PROBLEMS TO WORK ON.
**1.** In the COVID-19 passage below, on what date was the first COVID-19 positive patient admitted to Yale New Haven Hospital?
**2.** Please write a continuation of the COVID-19 passage below, starting after its last sentence.

SELECTED PASSAGE.
━━━━━━

The first COVID-19 positive patient was admitted to Yale New Haven Hospital (YNHH) on March 14, 2020. Farhadian and her infectious diseases colleagues encountered patients with neurological complaints with the absence of other traditional COVID-19 symptoms, who then later tested positive for the disease.

“Large cohort studies in China, France, and New York City, estimated that somewhere around 30% of hospitalized patients with COVID-19 have some sort of neurological component to their illness. So in that context and with our background in studying the neurological effects of systemic infections, we started to ask whether there was inflammation or some other consequence of this infection affecting the brain,” said Farhadian.

Patients enrolled in the study underwent a lumbar puncture to drain cerebral spinal fluid from their back, the same fluid that surrounds the brain. Farhadian and her collaborators across Yale School of Medicine and the University of California, San Francisco (UCSF), knew that by looking at the spinal fluid, they would learn what is going on within the brain.

━━━━━━

(Data for pointing to referred regions)
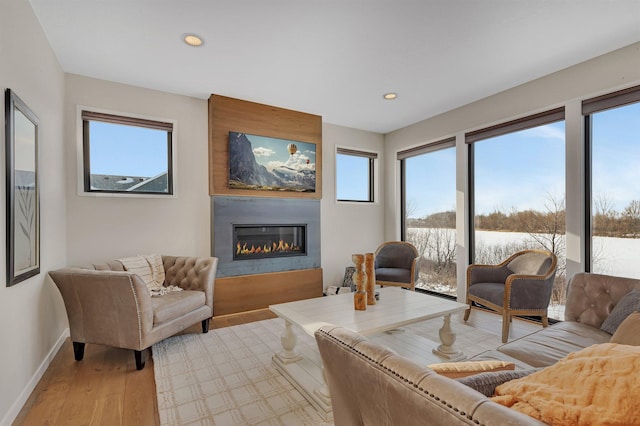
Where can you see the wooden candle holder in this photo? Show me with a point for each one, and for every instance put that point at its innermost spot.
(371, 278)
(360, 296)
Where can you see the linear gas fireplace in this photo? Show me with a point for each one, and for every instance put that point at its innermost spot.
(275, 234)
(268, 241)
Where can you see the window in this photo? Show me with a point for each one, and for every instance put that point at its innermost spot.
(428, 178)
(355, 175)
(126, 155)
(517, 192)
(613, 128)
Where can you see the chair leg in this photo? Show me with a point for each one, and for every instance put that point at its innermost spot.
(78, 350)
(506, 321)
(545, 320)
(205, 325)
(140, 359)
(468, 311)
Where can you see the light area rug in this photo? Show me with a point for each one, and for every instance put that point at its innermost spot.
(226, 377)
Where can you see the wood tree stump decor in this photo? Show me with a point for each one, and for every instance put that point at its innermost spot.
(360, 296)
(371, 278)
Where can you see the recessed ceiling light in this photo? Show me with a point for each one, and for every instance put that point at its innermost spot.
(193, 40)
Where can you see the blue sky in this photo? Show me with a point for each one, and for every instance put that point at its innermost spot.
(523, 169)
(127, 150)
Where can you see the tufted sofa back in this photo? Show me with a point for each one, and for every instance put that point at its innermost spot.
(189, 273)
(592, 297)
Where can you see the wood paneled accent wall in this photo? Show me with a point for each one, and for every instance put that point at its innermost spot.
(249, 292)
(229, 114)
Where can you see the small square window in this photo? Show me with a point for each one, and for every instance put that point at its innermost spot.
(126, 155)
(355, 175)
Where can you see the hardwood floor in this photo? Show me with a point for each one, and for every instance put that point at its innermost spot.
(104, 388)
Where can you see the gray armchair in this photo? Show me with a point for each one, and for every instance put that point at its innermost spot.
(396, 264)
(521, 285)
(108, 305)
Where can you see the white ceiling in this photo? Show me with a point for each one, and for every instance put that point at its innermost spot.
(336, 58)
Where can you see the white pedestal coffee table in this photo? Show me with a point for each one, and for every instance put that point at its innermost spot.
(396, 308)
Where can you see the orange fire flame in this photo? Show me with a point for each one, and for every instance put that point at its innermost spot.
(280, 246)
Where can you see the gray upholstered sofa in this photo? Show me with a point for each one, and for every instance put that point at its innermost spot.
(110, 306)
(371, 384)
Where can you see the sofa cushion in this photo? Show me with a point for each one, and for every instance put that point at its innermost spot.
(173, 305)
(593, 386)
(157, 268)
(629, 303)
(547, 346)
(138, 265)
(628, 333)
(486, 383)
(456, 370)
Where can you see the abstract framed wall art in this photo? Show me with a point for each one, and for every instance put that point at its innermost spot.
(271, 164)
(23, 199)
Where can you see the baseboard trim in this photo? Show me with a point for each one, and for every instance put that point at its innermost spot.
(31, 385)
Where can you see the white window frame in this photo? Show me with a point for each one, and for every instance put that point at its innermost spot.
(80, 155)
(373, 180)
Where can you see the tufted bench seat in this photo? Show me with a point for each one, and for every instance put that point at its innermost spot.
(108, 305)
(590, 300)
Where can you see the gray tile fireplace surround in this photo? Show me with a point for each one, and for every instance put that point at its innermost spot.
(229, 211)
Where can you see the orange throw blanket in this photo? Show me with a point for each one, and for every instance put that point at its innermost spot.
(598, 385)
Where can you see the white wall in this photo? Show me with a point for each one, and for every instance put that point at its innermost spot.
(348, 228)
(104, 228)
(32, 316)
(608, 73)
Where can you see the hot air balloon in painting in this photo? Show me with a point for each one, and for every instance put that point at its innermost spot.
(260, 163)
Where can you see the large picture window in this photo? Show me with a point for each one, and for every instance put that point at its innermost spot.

━━━━━━

EXPECTED RESPONSES.
**1.** March 14, 2020.

**2.**
“We took the spinal fluid to try to see if we can get a window into what was going on in the brain.,” said Farhadian.

The study, “Exploratory neuroimmune profiling identifies CNS-specific alterations in COVID-19 patients with neurological involvement,” currently in preprint on bioRxiv found that unique immune responses were seen in the spinal fluid compared to what was going on in the rest of the body, including increased levels of antibody producing cells than would typically be expected in the spinal fluid. They also found a high level of autoantibodies in the spinal fluid, which suggests that these brain-targeting antibodies are a potential contributor for the neurological complications.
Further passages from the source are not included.